### [What the exercise asks]
Extract all of the data and reproduce it precisely.

### [Dataset records]
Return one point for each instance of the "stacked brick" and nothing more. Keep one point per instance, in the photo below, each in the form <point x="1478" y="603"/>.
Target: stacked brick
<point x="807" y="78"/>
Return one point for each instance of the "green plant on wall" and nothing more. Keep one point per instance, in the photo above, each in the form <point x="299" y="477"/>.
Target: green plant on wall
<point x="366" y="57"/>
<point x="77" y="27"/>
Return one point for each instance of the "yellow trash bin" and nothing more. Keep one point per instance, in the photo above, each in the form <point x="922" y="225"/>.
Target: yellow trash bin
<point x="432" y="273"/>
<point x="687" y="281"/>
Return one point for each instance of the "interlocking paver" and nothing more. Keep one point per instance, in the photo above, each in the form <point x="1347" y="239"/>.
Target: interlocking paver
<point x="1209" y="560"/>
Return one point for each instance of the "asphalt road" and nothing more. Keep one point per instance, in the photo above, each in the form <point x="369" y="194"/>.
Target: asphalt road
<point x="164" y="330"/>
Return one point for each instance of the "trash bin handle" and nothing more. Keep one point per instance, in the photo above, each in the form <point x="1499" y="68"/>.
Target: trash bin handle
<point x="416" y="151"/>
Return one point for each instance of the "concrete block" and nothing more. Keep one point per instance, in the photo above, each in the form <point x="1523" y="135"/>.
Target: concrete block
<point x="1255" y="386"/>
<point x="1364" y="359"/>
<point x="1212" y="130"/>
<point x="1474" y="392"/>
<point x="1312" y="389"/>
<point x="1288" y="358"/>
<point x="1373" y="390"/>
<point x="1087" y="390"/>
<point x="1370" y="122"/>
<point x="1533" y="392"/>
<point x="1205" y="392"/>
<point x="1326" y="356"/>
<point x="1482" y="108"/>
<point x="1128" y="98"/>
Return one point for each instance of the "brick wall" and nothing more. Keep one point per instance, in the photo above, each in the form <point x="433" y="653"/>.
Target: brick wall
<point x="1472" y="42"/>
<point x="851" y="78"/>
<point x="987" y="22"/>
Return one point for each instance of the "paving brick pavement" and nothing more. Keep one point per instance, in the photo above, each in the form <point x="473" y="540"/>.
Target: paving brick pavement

### [Full response]
Return one point for each instance of the "stacked brick" and nothing more. Keep one point per instance, in the photo below, each in the form <point x="1478" y="603"/>.
Target: stacked brick
<point x="807" y="78"/>
Return one point for each instance of the "green plant on wall" and nothing more. Keep one point per instance, in the photo above, each in the form <point x="299" y="477"/>.
Target: green plant on wall
<point x="366" y="57"/>
<point x="77" y="27"/>
Return one point for each instance of the "yellow trash bin" and nothing more. Keep one point per instance, in the photo above, each in the form <point x="922" y="225"/>.
Target: yellow trash bin
<point x="432" y="273"/>
<point x="687" y="281"/>
Return one point for each instance of the "interlocking paver" and nothing more. Keep one point per instance, in the photo above, each in the form <point x="1347" y="239"/>.
Target: interlocking paver
<point x="1209" y="560"/>
Return one point for each instance of the "asphalt road" and nothing more. Keep one point per instance, in the photo above, each in the form <point x="369" y="194"/>.
Target: asphalt road
<point x="164" y="330"/>
Return one point for each instance of the "trash bin handle" and nothing more. Keep one point per instance, in the photo above, each in the form <point x="1499" y="68"/>.
Target: trash bin handle
<point x="416" y="151"/>
Return one point for each instance of the "concrete block" and nothing more. Keep one point per instance, in the photo above, each in the form <point x="1523" y="135"/>.
Target: concrete block
<point x="1255" y="386"/>
<point x="1364" y="359"/>
<point x="1212" y="130"/>
<point x="1474" y="392"/>
<point x="1312" y="389"/>
<point x="1288" y="358"/>
<point x="1373" y="390"/>
<point x="1087" y="390"/>
<point x="1370" y="122"/>
<point x="1533" y="392"/>
<point x="1205" y="392"/>
<point x="1326" y="356"/>
<point x="1482" y="108"/>
<point x="1128" y="98"/>
Return one point for each instance of the "brick wall" and nothing more. Keep one point per instance, in the photo above, each in the form <point x="433" y="653"/>.
Target: brick wall
<point x="1472" y="42"/>
<point x="851" y="78"/>
<point x="987" y="22"/>
Return one point for each instance of the "paving brick pavement" and nothing more. Keep one point per instance, in the photo above, each in the form <point x="473" y="540"/>.
Target: paving brick pavement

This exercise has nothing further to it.